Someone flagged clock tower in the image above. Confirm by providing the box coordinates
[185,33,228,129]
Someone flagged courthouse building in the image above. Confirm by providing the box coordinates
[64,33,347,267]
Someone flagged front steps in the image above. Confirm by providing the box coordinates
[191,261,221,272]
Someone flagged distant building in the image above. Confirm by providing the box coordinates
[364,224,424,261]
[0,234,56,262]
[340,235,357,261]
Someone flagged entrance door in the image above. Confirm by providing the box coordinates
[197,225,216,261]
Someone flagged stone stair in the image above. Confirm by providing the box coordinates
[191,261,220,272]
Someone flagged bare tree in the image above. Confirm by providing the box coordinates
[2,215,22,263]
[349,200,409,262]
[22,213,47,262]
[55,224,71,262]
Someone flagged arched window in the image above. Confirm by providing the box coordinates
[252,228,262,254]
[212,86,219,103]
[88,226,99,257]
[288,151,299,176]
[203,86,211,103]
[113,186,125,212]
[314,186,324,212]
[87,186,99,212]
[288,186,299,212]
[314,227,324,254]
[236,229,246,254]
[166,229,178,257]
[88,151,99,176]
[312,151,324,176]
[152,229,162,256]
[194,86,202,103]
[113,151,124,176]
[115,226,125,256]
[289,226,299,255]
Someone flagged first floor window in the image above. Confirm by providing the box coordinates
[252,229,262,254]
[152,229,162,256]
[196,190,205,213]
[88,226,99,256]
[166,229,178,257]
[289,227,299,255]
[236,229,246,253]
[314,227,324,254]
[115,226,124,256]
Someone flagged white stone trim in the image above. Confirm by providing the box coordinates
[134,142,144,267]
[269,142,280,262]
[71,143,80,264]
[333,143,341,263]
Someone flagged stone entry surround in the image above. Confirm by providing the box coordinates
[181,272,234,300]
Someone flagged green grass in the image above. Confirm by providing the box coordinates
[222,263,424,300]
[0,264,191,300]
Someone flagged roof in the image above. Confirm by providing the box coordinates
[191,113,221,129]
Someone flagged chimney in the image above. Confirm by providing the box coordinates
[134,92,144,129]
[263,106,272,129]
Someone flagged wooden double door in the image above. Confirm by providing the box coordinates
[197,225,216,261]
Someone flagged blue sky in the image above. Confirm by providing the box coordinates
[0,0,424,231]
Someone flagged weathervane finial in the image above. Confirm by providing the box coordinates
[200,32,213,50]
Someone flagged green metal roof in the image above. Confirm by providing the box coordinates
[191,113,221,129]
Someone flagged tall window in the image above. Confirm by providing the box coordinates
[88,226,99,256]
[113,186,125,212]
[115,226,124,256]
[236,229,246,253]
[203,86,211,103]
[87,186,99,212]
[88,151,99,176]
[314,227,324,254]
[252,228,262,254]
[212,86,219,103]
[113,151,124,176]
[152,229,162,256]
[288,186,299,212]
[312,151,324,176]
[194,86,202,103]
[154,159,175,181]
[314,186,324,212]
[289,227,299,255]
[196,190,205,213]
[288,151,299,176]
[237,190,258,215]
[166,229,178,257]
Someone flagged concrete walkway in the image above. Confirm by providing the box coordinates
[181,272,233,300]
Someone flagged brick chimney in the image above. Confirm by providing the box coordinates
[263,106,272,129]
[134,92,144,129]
--
STATED EXERCISE
Format every line above as a JSON array of strings, one string per line, with blank lines omitted.

OUTPUT FOR THIS EXERCISE
[
  "Someone flagged clock tower in the image above. Confirm by providing the box coordinates",
  "[185,33,228,129]",
  "Someone flagged courthouse building in the image above. Confirm by providing the box coordinates",
  "[64,33,347,267]",
  "Someone flagged front steps in the image above. Confirm by providing the box coordinates",
  "[191,261,221,272]",
  "Someone flagged distant building in the image above. Confirm by providing the box coordinates",
  "[364,224,424,261]",
  "[0,234,56,262]",
  "[340,235,357,261]",
  "Someone flagged entrance door in the image above. Confirm by providing the box coordinates",
  "[197,225,216,261]",
  "Someone flagged stone stair in the image above. Confirm by providing the box coordinates",
  "[191,261,220,272]",
  "Someone flagged bare tree in the image above. Confirm by providing the box coordinates",
  "[2,215,22,263]",
  "[349,200,409,262]",
  "[22,213,47,262]",
  "[55,224,71,262]",
  "Someone flagged arched window in the image above. Confirm by providing the box coordinates",
  "[252,228,262,254]",
  "[212,86,219,103]",
  "[88,226,99,257]",
  "[288,151,299,176]",
  "[203,86,211,103]",
  "[113,186,125,212]",
  "[314,186,324,212]",
  "[87,186,99,212]",
  "[288,186,299,212]",
  "[314,227,324,254]",
  "[236,229,246,254]",
  "[166,229,178,257]",
  "[88,151,99,176]",
  "[312,151,324,176]",
  "[152,229,162,256]",
  "[194,86,202,103]",
  "[113,151,124,176]",
  "[115,226,125,256]",
  "[289,226,299,255]",
  "Someone flagged first floor window in the image above. Confirm by providing the box coordinates",
  "[252,229,262,254]",
  "[152,229,162,256]",
  "[196,190,205,213]",
  "[88,226,99,256]",
  "[166,229,178,257]",
  "[289,227,299,255]",
  "[236,229,246,253]",
  "[314,227,324,254]",
  "[115,226,124,256]",
  "Someone flagged white stone trim in the image above. Confirm by providing the box coordinates",
  "[134,142,144,267]",
  "[269,142,280,262]",
  "[71,143,80,264]",
  "[333,143,341,263]",
  "Someone flagged stone entry surround in the image above. Confirm by providing the box coordinates",
  "[181,272,234,300]",
  "Someone flagged green grass in the image above. Confirm by providing the box coordinates",
  "[222,263,424,300]",
  "[0,264,191,300]",
  "Someone flagged roof in the image above. Confirm by providing the box coordinates",
  "[191,113,221,129]",
  "Someone flagged chimney in the image above. Confirm by providing the box coordinates",
  "[134,92,144,129]",
  "[263,106,272,129]",
  "Someone flagged wooden double door in the image above. Confirm by providing the box coordinates",
  "[197,225,216,261]",
  "Someone flagged blue sky in the image above. Confirm by providing the box coordinates",
  "[0,0,424,231]",
  "Someone flagged weathervane finial in the image above. Confirm by providing the box coordinates",
  "[200,32,213,50]",
  "Someone flagged green metal roof in the image above. Confirm by providing the box coordinates",
  "[191,113,221,129]",
  "Someone flagged tall window in the image above. Confirm by providing the box coordinates",
  "[88,226,99,256]",
  "[113,186,125,212]",
  "[115,226,124,256]",
  "[236,229,246,253]",
  "[203,86,211,103]",
  "[87,186,99,212]",
  "[88,151,99,176]",
  "[314,227,324,254]",
  "[252,228,262,254]",
  "[212,86,219,103]",
  "[113,151,124,176]",
  "[152,229,162,256]",
  "[288,186,299,212]",
  "[312,151,324,176]",
  "[194,86,202,103]",
  "[154,159,175,181]",
  "[314,186,324,212]",
  "[289,227,299,255]",
  "[196,190,205,213]",
  "[288,151,299,176]",
  "[237,190,258,215]",
  "[166,229,178,257]",
  "Someone flagged concrete walkway in the image above. Confirm by providing the box coordinates",
  "[181,272,233,300]",
  "Someone flagged brick chimney in the image above. Confirm by providing the box coordinates",
  "[263,106,272,129]",
  "[134,92,144,129]"
]